A few rows:
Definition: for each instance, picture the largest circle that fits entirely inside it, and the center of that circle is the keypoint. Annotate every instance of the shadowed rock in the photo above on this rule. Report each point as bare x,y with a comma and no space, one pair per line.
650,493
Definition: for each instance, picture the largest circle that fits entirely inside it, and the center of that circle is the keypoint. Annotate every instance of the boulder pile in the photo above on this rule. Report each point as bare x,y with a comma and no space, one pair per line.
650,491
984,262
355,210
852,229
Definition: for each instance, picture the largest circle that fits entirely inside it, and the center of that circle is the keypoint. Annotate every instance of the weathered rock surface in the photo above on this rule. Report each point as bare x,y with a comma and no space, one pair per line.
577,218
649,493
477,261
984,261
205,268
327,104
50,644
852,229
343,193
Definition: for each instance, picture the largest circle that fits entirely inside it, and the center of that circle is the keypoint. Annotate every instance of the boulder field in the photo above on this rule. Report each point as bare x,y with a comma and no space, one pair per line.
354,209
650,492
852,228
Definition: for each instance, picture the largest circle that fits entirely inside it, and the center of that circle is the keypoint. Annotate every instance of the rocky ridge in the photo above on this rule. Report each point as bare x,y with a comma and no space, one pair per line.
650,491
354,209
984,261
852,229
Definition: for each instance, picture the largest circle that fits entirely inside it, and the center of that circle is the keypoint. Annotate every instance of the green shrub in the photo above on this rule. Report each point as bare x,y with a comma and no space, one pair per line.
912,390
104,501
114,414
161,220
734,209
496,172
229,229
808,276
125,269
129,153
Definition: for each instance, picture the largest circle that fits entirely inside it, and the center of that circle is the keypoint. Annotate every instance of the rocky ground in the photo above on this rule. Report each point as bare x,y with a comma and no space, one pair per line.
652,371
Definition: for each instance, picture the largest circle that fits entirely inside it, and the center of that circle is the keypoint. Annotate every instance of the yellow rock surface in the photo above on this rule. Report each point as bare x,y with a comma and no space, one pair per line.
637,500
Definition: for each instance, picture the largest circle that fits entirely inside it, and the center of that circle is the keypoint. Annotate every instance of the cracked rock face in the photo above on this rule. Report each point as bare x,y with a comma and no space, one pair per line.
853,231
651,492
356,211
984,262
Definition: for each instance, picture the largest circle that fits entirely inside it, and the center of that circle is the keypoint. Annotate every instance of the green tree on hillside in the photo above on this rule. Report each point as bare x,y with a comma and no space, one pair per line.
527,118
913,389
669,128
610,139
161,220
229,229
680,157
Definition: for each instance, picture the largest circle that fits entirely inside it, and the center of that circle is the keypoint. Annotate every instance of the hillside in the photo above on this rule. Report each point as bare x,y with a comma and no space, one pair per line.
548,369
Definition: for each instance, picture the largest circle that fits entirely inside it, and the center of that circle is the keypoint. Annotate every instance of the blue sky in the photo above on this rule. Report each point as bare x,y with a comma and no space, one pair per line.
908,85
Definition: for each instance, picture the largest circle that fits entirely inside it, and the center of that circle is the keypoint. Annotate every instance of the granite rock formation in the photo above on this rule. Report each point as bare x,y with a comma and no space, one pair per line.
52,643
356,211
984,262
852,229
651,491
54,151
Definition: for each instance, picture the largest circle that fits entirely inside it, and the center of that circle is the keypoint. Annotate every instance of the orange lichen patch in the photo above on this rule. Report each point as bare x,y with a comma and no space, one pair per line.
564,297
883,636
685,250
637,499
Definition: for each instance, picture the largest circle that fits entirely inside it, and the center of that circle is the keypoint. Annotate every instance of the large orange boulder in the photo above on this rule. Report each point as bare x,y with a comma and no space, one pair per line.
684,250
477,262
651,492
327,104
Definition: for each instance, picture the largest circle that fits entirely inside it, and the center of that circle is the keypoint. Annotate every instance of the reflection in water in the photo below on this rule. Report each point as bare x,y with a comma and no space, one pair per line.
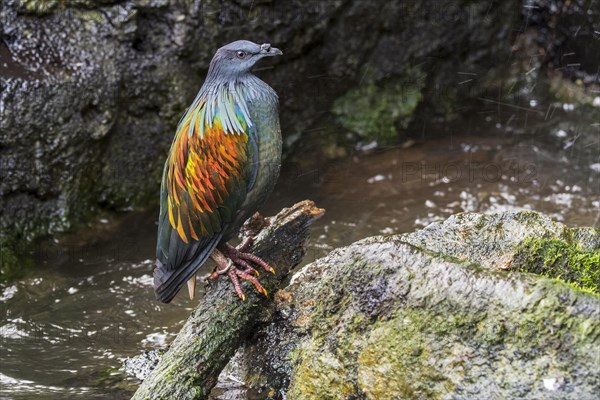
89,302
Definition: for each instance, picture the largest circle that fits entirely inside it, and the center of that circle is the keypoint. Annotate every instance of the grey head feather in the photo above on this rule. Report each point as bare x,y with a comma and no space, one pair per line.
230,83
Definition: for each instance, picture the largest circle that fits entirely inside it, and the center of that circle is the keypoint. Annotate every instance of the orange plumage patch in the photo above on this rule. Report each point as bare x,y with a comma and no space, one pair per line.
199,171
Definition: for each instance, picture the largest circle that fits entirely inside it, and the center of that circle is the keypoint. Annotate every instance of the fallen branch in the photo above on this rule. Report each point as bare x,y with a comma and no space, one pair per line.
221,321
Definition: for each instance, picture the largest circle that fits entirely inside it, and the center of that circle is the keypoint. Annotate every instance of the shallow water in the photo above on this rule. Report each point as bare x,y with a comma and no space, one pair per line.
88,302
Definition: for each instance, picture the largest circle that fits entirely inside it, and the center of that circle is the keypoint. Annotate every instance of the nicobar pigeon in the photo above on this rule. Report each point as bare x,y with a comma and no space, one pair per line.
223,164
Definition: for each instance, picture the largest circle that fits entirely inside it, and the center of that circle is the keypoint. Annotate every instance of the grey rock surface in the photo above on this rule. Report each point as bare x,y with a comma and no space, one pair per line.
92,90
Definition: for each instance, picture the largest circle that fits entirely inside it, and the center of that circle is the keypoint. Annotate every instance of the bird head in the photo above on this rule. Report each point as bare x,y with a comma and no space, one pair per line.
238,58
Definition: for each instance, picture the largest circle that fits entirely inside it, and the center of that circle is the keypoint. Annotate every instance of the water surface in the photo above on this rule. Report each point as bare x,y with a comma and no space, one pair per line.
88,302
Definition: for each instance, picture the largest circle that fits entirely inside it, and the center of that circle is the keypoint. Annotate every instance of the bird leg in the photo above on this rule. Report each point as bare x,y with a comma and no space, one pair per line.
228,257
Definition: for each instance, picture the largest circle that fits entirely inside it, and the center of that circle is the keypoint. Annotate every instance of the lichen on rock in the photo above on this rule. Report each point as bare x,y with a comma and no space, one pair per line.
449,311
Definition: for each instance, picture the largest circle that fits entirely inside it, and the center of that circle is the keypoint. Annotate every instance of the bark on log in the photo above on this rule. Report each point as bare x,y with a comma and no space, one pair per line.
221,321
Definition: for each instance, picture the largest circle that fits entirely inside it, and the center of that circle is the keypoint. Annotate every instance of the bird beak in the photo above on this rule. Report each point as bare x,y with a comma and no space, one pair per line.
266,50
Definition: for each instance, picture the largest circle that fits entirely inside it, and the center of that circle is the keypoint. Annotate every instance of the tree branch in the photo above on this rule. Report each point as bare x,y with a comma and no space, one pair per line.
221,321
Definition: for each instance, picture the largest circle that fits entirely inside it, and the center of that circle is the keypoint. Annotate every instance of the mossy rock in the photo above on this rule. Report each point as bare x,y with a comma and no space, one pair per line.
450,311
377,108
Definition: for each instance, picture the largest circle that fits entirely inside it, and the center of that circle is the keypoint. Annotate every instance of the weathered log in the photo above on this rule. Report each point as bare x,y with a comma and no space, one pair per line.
221,321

_OBJECTIVE:_ Pull every row above out word for word, and keep the images out of your answer.

_TASK RESULT:_
Definition: for each instance, picture the largest circle that fits entirely inside it, and the center of that circle is the keypoint. Annotate every instance of the shadowed rock in the photo above on this rule. Report each point as bare x,y with a comma and no space, one pair per line.
650,493
Definition: for each instance, picture the largest circle that fits entirely inside it, and the center of that circle is the keypoint. Annotate every instance of the boulder pile in the photo above on this rule. Report each point as bare x,y with a comma and no space, one pair per line.
650,491
984,262
355,210
852,229
Definition: for each instance, picture the largest circle that fits entirely inside it, and the center of that circle is the keypoint. Annotate every instance of the weathered rock surface in the photo above on this rule. Report each point as bare x,y with a comma and no space, one pair per line.
577,218
649,493
477,261
984,261
205,268
327,104
50,644
852,229
343,193
Definition: for each instance, picture the largest circle that fits entirely inside it, and the center of that circle is the keypoint. Annotate every instance of the boulder field in the photo above on this rule. Report each point as bare x,y with a comma and no space, one pair per line.
354,209
650,492
852,228
Definition: for each instance, picture the largest circle that fits entirely inside it, and the center of that circle is the keypoint. Annotate every instance of the rocky ridge in the photo above on this rule. Report each point as bare x,y with a comma and no space, one pair per line.
650,491
354,209
984,261
852,229
Definition: for each instance, picture the largest circle that fits entirely inside it, and the center of that circle is the keypoint. Annotate every instance of the green shrub in the photo above on this rule. Report each point as bare x,y with a comma and no space, one pair per line.
912,390
104,501
114,414
161,220
734,209
496,172
229,229
808,276
125,269
129,153
Definition: for each instance, picture the largest circle that fits entirely inside it, and the center of that circle is the keypoint. Annotate every instance of the rocky ground in the photo above on this rule. Report each point as bare x,y with a comma and no space, one pair per line.
652,371
Definition: for each instance, picture the largest circle that fits entirely inside it, and the center of that circle is the keypoint. Annotate every instance of the yellow rock surface in the photo above on this rule. Report each point as bare x,y with a comma and no space, one pair per line.
637,500
Definition: for each instance, picture the largest circle that fits entirely inside it, and the center of that circle is the keypoint. Annotate every instance of the cracked rock face in the photo above on this rule. Report each point as bare x,y with a comma and no space, one pair per line.
853,231
651,492
356,211
984,262
Definition: for each instance, picture the largest circle that fits entirely inside it, and the center of that circle is the keypoint. Annotate every instance of the green tree on hillside in the photo above on this rule. Report each point as bare x,y with a comma and no space, one pair per line.
527,118
913,389
669,128
610,139
161,220
229,229
680,157
Definition: for each instance, picture the largest circle that fits entirely inside it, and the center of that circle is the keypoint. Annotate every instance of the hillside in the photo above on this rule. Report each point as bare x,y with a comma and no space, one pair per line.
548,369
Definition: for each instance, picture the largest circle that fits entirely inside it, and the center of that circle is the keypoint. Annotate every instance of the blue sky in the photo above on this rule. Report each point as bare x,y with a comma and no space, one pair per line.
908,85
Definition: for each instance, picture the largest circle that fits entirely inside it, and the center of that circle is the keypoint. Annotate every instance of the granite rock formation in the photo above on this rule. Report each point as bare x,y with a comma and no space, one pair per line.
52,643
356,211
984,262
852,229
651,491
54,151
Definition: for each instance, picture the largest circle that fits entirely inside it, and the center of that circle is the keypoint. Annotate every instance of the orange lichen patch in the photo above on this rule. Report each point as bare x,y with a comma and no space, one pair per line.
564,297
883,636
685,250
637,499
Definition: for each instance, picture the largest circle that fits entirely inside it, and the center of that circle is the keypoint. Annotate every instance of the large orange boulder in the photo above on this rule. Report each point as bare x,y with a comma and no space, one pair per line.
684,250
477,262
651,492
327,104
Definition: for each instance, picture the largest circle that fits entirely inside it, and the center of that circle is the keypoint. Annotate every instance of the reflection in water in the photo below on this rule. Report each point as bare x,y with a comma and no space, one pair per line.
89,302
Definition: for each instance, picture the largest circle that fits entirely inside it, and the center of that circle is the keypoint. Annotate every instance of the grey head feather in the photo above on this rule. Report each point as bare x,y with a comma and no space, one pair per line.
230,83
Definition: for each instance, picture the largest circle that fits entirely inside it, and the center of that circle is the keypoint. Annotate every instance of the orange plumage patch in the photo above on this rule. Report each point as bare x,y with a comma and no space, one pair per line.
199,171
Definition: for each instance, picture the largest circle that fits entirely inside it, and the center of that circle is the keypoint. Annotate every instance of the fallen branch in the photo above on this rule. Report each point as bare x,y with a comma and no space, one pair per line.
221,321
Definition: for each instance, picture the largest circle that fits entirely inside it, and the center of that circle is the keypoint. Annotate every instance of the shallow water in the photo above on this rule. Report each point as bare x,y with a comma and no space, one pair per line.
88,302
Definition: for each instance, picture the largest circle that fits entirely inside it, and the center of that circle is the keypoint. Annotate every instance of the nicobar pigeon in the photo above on this rule. Report each point as bare x,y with a comma and no space, one pair per line.
223,164
Definition: for each instance, picture the largest circle that fits entirely inside it, and the center of that circle is the keypoint. Annotate every instance of the grey rock surface in the photo above on this rule. Report each point as bare x,y with a comma and no space, one pair per line.
92,90
Definition: for each instance, picture the largest circle that fits entirely inside it, and the center of that circle is the keypoint. Annotate every instance of the bird head in the photo above on this rule. Report each point as bare x,y with a comma and no space, one pair per line.
238,58
Definition: for each instance, picture the largest circle that fits entirely inside it, and the center of that circle is the keypoint. Annotate every instance of the water surface in the photo above on this rule. Report each point as bare x,y with a comma and no space, one pair per line.
88,302
Definition: for each instance, picture the largest circle that fits entirely inside it, and the center of that circle is the keypoint. Annotate every instance of the bird leg in the photo above on this rule. Report each point as bare x,y with a comma and no space, one pair per line.
228,257
Definition: for each instance, picture the largest circle that fits entirely inside it, and the center of that circle is the keypoint. Annotate every instance of the lichen on rock in the photo above on this rule. Report each point as bare x,y with a comma and no space, one pair per line.
449,311
Definition: for each instance, picture the largest circle that fits entirely inside it, and the center of that circle is the keypoint. Annotate every instance of the bark on log in the photo above on this rule. Report each point as bare x,y with a comma and no space, one pair per line.
221,321
Definition: for each instance, picture the largest circle that fits entirely inside it, and the center of that circle is the keypoint. Annotate every instance of the bird beak in the photo above on this rule. Report each point as bare x,y with a comma and no space, one pair per line.
266,50
Definition: for each instance, picture the largest circle that fits entirely inside it, and the center of that circle is the keypoint. Annotate every instance of the tree branch in the photo above on this rule. Report each point as bare x,y with a comma and no space, one pair per line.
221,321
Definition: for each instance, picture the largest circle that fits entirely inside it, and the center of that circle is the keypoint. Annotate every instance of the mossy rock in the photo above on this rule. Report each point as bare x,y with a comma and no space, one pair per line.
450,311
377,108
Definition: for each instance, picture the largest circle that fits entirely inside it, and the center of that circle is the keypoint. Annotate every instance of the weathered log in the photo above on this rule. Report each point as bare x,y with a comma and no space, one pair per line.
221,321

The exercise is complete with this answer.